CHALLENGE:
Reproduce, word for word and with nothing added, the lines of the material below that start with the line containing "Practice. Annotate every instance of the stainless" and go on through the last line of the material, including both of those lines.
....
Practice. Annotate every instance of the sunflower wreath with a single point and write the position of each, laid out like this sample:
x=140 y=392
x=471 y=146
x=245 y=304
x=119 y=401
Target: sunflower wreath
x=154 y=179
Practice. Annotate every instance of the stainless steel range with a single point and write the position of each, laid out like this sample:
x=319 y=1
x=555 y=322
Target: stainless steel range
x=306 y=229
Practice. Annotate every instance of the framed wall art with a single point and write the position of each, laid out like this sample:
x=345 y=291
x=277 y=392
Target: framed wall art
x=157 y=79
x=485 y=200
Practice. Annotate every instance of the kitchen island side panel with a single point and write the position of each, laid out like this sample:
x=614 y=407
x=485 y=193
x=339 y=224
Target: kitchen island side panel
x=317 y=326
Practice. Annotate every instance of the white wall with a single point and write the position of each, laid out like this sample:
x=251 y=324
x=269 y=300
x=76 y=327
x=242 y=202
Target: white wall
....
SOLUTION TO THIS PROBLEM:
Practice. Annotate every instance of the stainless steel range with a single point and write the position of each, laid out like this sample:
x=319 y=1
x=555 y=322
Target: stainless steel range
x=306 y=229
Practice. Annotate every instance of the framed wall art with a single point and write the position of each, laid out like this sample:
x=345 y=291
x=277 y=392
Target: framed wall art
x=157 y=79
x=485 y=200
Practice. Annotate every instance of the kitchen island side panel with a single point and write the position of each, laid out like this sample:
x=614 y=407
x=485 y=193
x=339 y=224
Target: kitchen island side panel
x=317 y=326
Practice. Annotate every instance of the white wall with a single point and write the position of each, laid out like this sample:
x=251 y=324
x=269 y=300
x=76 y=327
x=242 y=202
Target: white wall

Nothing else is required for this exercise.